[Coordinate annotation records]
++++++

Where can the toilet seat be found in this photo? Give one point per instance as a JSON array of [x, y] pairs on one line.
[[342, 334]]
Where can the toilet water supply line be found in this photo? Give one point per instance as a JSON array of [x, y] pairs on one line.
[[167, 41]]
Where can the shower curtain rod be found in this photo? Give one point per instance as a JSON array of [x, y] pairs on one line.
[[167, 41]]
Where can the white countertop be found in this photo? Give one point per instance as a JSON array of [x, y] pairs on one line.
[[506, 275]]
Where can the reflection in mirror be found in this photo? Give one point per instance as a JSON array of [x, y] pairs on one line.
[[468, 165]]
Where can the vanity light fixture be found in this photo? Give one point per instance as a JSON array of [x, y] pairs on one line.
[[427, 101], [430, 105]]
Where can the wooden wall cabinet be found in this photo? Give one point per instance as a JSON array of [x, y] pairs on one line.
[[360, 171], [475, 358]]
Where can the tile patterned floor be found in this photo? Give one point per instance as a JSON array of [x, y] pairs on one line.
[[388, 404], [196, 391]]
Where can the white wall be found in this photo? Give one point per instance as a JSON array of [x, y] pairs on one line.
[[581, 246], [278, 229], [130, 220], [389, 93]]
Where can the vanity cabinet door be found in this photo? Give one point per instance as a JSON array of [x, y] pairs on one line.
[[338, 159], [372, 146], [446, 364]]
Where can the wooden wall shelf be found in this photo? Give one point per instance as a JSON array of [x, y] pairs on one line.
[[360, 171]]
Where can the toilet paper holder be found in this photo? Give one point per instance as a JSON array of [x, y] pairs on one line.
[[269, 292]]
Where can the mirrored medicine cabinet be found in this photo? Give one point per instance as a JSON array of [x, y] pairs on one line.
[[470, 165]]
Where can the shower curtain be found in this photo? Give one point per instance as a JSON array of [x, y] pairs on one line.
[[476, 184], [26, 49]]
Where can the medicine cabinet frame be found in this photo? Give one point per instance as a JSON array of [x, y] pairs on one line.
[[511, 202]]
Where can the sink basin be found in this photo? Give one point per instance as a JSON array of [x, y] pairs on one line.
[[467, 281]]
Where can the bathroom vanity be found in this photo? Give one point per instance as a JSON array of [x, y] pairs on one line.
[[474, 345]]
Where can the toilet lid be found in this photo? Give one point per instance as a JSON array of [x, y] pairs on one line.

++++++

WRITTEN REQUEST
Retype the material between the line holding "Where can the white wall" and the line holding "[[474, 345]]", inclusive, with every character unchanged.

THE REPLY
Where can the white wall be found in this photo? Give one point per instance as a JSON array of [x, y] pairs on one line.
[[581, 246], [278, 229], [130, 220], [389, 93]]
Where can the vanity cabinet door be found in this photo? Give one point per instance as a JSON array of [x, y] pairs on one line.
[[338, 159], [372, 146], [446, 364]]
Where can the wooden wall shelf be found in this photo? Give one point per instance as a JSON array of [x, y] pairs on one line.
[[360, 171]]
Where can the toilet paper holder be found in this photo? Give one point per instance as a JSON array of [x, y] pairs on one line.
[[269, 292]]
Where can the mirrored medicine cabinet be found in this photo? Give one point per instance as a JSON array of [x, y] pairs on one line.
[[470, 165]]
Where can the shower curtain be found in this photo? Give one point per instance as a JSON array of [x, y] pairs on one line.
[[476, 184], [26, 49]]
Where can the medicine cabinet frame be found in this photo? Give one point per instance as a JSON array of [x, y] pairs on one line.
[[511, 202]]
Where can the sink basin be found in this photo? Give one point per instance as a JSON array of [x, y] pairs on one line.
[[467, 281]]
Where can the bathroom vanity be found in this photo? Give one point per instance as a JSON array of [x, y] pairs on one line.
[[474, 345]]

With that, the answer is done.